SELECTED EXTRACT:

□ □ □ □

INDIANAPOLIS -- The Colts will have to win their last two games the same way they tried to win their first 14 -- without Peyton Manning.
Minutes after the previously winless Colts got their first win, 27-13 over Tennessee, team vice chairman Bill Polian said the four-time league MVP will not play this season though he has begun throwing to teammates at the team complex.
The comments came in a rare, five-paragraph postgame statement Polian made from the podium. He did not take questions.
"It was determined by the doctors that there was no chance he (Manning) would play this year," Polian said, referring to a Thursday meeting. "His rehabilitation has not come far enough to make it prudent for him to step on the field in game action. He may practice in some very scripted and circumscribed circumstances if he wishes. That's entirely up to him."
Apparently, Manning is already doing that.
Polian confirmed that the four-time league MVP threw in pads and a helmet after Wednesday's full practice ended. The session included running back Joseph Addai, center Jeff Saturday, receiver Anthony Gonzalez and a receiver from the practice squad.
There were rumors all week that Manning had started throwing with teammates, but players and coaches repeatedly said there was nothing new in Manning's workout regimen. On Sunday's pregame show, Fox Sports reported that Manning had thrown to receivers and running backs this week and that Manning still hoped to play this season.
He has practiced sparingly since having neck surgery in May. The Colts thought Manning would be ready to play when training camp opened and again when the regular-season started, but the recovery took far longer than expected. He was activated before the regular-season opener, but with the compressed nerve still causing weakness in Manning's throwing arm, he opted for a more invasive fusion. That surgery took place Sept. 8.
On Dec. 1, doctors announced the fusion had healed firmly and that Manning could increase the intensity and length of his workouts.
"Wednesday, after we finished our full team practice, Peyton went through a prescribed rehabilitation session, which consisted of about 30 throws and seven or eight handoffs," Polian said. "His throws were scripted at his request, meaning that he made specific throws with respect to the kinds of plays he would run in a ballgame. The reason for that is because the strength and conditioning folks and the therapy folks felt that was the best way to ramp up the muscle use."
Polian denied breaking any league rules by not disclosing Manning's workouts on the weekly practice reports, which require teams to provide information about each player's participation.
Because the workouts occurred after practice, Polian said the team did not violate the league rules and that the team taped that workout, which was attended by Polian and coach Jim Caldwell.
Team officials have kept Manning on the active roster in hopes that he could practice in December.
Polian said he does not expect Manning to throw again before Thursday's home finale against Houston.

□ □ □ □

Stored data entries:
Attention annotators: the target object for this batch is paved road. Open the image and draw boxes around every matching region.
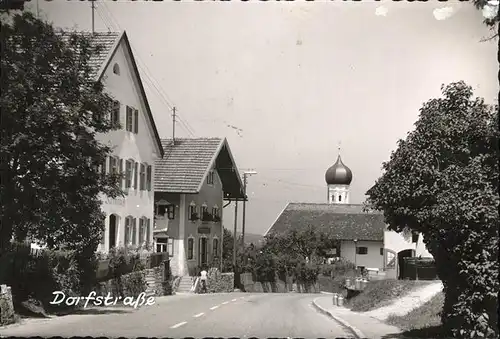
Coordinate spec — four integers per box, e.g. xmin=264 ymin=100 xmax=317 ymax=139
xmin=0 ymin=293 xmax=353 ymax=338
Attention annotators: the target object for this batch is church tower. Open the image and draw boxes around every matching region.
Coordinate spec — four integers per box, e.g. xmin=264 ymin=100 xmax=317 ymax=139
xmin=325 ymin=146 xmax=352 ymax=204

□ □ □ □

EXERCISE INSTRUCTIONS:
• a. List every person named in the article on Peyton Manning's season.
• b. Copy the passage of the article on Peyton Manning's season starting at "Polian denied breaking" and ending at "finale against Houston.".

SOLUTIONS TO THE EXERCISE:
• a. Peyton Manning, Bill Polian, Joseph Addai, Jeff Saturday, Anthony Gonzalez, Jim Caldwell

• b.
Polian denied breaking any league rules by not disclosing Manning's workouts on the weekly practice reports, which require teams to provide information about each player's participation.
Because the workouts occurred after practice, Polian said the team did not violate the league rules and that the team taped that workout, which was attended by Polian and coach Jim Caldwell.
Team officials have kept Manning on the active roster in hopes that he could practice in December.
Polian said he does not expect Manning to throw again before Thursday's home finale against Houston.